*** Excerpt provided ***

The High Plains Society
for
Applied Anthropology

2011 Annual Meeting

  • Friday, April 15, 2011
  • 5:00 PM
  • Sunday, April 17, 2011
  • 12:00 PM
  • Tivoli Student Union, Auraria Campus, Denver, CO
  • 56

Registration

  • Registration fee for current HPSfAA individual (non-student) members. To join or renew, please use our online payment system.
  • For professional non-members who do not wish to join HPSfAA at this time. To receive the discounted member rate, please join or renew first using our online registration system.
  • Discounted registration for current student members of HPSfAA. To join or renew as a student member, please use our online member registration system.
  • Fee for students (all levels) who are not active members of HPSfAA. To receive the discounted rate for members, please join or renew using the online registration system.
  • Special rate for current dual members. To join or renew your membership, please use our online payment system before registering for the conference.

*** End of Excerpt provided ***
*** Supplied entries ***

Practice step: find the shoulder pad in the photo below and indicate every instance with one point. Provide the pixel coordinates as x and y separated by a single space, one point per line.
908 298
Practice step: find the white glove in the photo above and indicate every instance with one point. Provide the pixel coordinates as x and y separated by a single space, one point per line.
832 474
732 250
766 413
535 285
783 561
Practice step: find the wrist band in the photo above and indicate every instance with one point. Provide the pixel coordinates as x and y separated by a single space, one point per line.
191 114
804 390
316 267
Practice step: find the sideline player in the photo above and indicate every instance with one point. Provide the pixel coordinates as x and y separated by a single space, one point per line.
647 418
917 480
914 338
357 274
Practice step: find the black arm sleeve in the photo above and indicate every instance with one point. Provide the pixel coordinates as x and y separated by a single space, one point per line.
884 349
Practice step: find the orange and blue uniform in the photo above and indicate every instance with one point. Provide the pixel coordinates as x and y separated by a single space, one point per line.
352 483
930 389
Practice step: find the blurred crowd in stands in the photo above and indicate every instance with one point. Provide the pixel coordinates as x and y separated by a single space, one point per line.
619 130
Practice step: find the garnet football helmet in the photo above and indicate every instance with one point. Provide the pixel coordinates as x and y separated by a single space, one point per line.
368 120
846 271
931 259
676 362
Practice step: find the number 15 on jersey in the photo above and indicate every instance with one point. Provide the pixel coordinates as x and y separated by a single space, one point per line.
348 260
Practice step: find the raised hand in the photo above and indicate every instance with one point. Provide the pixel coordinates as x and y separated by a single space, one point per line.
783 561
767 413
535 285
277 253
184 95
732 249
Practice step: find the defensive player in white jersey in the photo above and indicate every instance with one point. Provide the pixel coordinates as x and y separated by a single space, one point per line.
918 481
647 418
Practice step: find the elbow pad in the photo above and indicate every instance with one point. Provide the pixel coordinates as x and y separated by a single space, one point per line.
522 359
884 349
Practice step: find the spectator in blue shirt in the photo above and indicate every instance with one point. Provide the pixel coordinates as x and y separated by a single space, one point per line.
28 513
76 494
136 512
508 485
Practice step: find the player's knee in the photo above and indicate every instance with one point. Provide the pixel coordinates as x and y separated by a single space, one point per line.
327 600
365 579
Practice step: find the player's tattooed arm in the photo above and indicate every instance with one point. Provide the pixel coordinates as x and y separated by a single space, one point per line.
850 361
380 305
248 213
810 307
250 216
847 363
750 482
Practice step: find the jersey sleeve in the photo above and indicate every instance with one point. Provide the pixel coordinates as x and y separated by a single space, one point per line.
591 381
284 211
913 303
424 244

*** End of Supplied entries ***

:: What you need to do ::
Reproduce the meeting announcement in full, without changing anything. These entries were taken from a separate source and are unrelated to the meeting announcement.

:: Reply to the task ::
The High Plains Society
for
Applied Anthropology

2011 Annual Meeting

  • Friday, April 15, 2011
  • 5:00 PM
  • Sunday, April 17, 2011
  • 12:00 PM
  • Tivoli Student Union, Auraria Campus, Denver, CO
  • 56

Registration

  • Registration fee for current HPSfAA individual (non-student) members. To join or renew, please use our online payment system.
  • For professional non-members who do not wish to join HPSfAA at this time. To receive the discounted member rate, please join or renew first using our online registration system.
  • Discounted registration for current student members of HPSfAA. To join or renew as a student member, please use our online member registration system.
  • Fee for students (all levels) who are not active members of HPSfAA. To receive the discounted rate for members, please join or renew using the online registration system.
  • Special rate for current dual members. To join or renew your membership, please use our online payment system before registering for the conference.